→ **PROVIDED TEXT**:

Japanese researchers said Tuesday they have found that blood flow in the brains of people who complain of irritation from electromagnetic waves changes when they are exposed to such waves from appliances such as cell phones and power lines.

The research group measured the changes in the amount of blood flow in 10 people, five of whom have symptoms of hypersensitivity to electromagnetic waves. They found that the brain's blood flow in those with the hypersensitivity fluctuated with exposure to the waves.

The findings are expected to contribute to understanding the symptoms, such as headaches and fatigue, for which the causal relationship with electromagnetic waves remains unknown.

The researchers believe the symptoms were caused either because the electromagnetic waves disrupted the nerve system and thus caused changes in the blood flow, or that the ability to maintain the brain's blood flow at a certain level was reduced.

The research involved Ko Sakabe of the Kitasato Institute Hospital and the nongovernmental environment organization Japan Offspring Fund.

Many people with irritations linked to electromagnetic waves also have problems moving their eyeballs and abnormality in their pupils' reaction to light.

"We want to conduct further research with more cases and higher precision," Sakabe said.

There has so far been no method to test for hypersensitivity to electromagnetic waves. One indicator is that symptoms disappear or improve as patients distance themselves from the environment affected by the waves.

In some cases, factors other than electromagnetic waves were said to be the cause of the illnesses.

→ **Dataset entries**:
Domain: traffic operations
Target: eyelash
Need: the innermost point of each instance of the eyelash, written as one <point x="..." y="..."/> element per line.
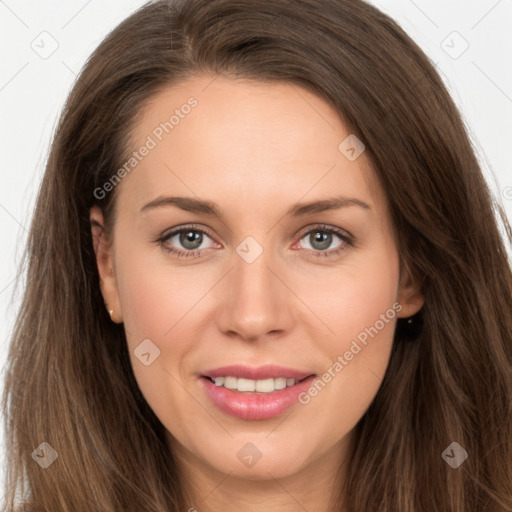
<point x="323" y="228"/>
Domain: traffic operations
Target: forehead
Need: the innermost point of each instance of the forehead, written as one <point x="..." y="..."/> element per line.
<point x="243" y="140"/>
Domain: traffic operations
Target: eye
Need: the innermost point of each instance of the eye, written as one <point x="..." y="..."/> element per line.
<point x="190" y="238"/>
<point x="321" y="238"/>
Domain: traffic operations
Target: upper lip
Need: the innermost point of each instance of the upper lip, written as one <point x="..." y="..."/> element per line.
<point x="257" y="373"/>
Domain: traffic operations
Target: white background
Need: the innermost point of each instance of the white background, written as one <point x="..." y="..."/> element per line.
<point x="33" y="90"/>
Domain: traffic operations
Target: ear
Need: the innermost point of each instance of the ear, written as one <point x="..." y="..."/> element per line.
<point x="105" y="263"/>
<point x="410" y="294"/>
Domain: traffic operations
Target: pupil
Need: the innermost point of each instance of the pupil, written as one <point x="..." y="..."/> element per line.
<point x="322" y="239"/>
<point x="190" y="237"/>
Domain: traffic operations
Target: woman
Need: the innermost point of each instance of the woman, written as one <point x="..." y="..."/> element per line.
<point x="340" y="338"/>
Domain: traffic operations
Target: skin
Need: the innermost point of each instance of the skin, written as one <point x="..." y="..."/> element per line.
<point x="255" y="149"/>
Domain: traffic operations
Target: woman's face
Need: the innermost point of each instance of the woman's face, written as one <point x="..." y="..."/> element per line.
<point x="257" y="277"/>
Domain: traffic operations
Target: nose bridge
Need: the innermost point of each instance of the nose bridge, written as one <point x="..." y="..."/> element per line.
<point x="255" y="301"/>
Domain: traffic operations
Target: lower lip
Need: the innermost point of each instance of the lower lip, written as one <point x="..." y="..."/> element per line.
<point x="255" y="406"/>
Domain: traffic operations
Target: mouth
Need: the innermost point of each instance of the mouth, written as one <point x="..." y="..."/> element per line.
<point x="255" y="386"/>
<point x="254" y="399"/>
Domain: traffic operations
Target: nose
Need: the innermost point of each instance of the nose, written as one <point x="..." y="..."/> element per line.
<point x="255" y="301"/>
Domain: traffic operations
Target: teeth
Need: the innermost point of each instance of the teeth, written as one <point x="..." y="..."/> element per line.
<point x="259" y="386"/>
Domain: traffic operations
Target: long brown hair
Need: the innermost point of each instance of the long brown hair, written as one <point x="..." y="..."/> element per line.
<point x="69" y="381"/>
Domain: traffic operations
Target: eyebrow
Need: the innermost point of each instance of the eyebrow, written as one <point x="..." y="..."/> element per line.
<point x="190" y="204"/>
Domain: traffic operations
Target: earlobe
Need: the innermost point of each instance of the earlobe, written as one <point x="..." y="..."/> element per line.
<point x="410" y="293"/>
<point x="104" y="262"/>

→ **WHAT TO PRODUCE**:
Using the report on electromagnetic hypersensitivity, explain in one to three sentences the two possible reasons the researchers give for the symptoms. These rows have no connection to the report on electromagnetic hypersensitivity.

→ **ANSWER TO THIS TASK**:
The researchers believe the electromagnetic waves may have disrupted the nerve system, which in turn changed the brain's blood flow. Alternatively, the ability to keep the brain's blood flow at a certain level may have been reduced.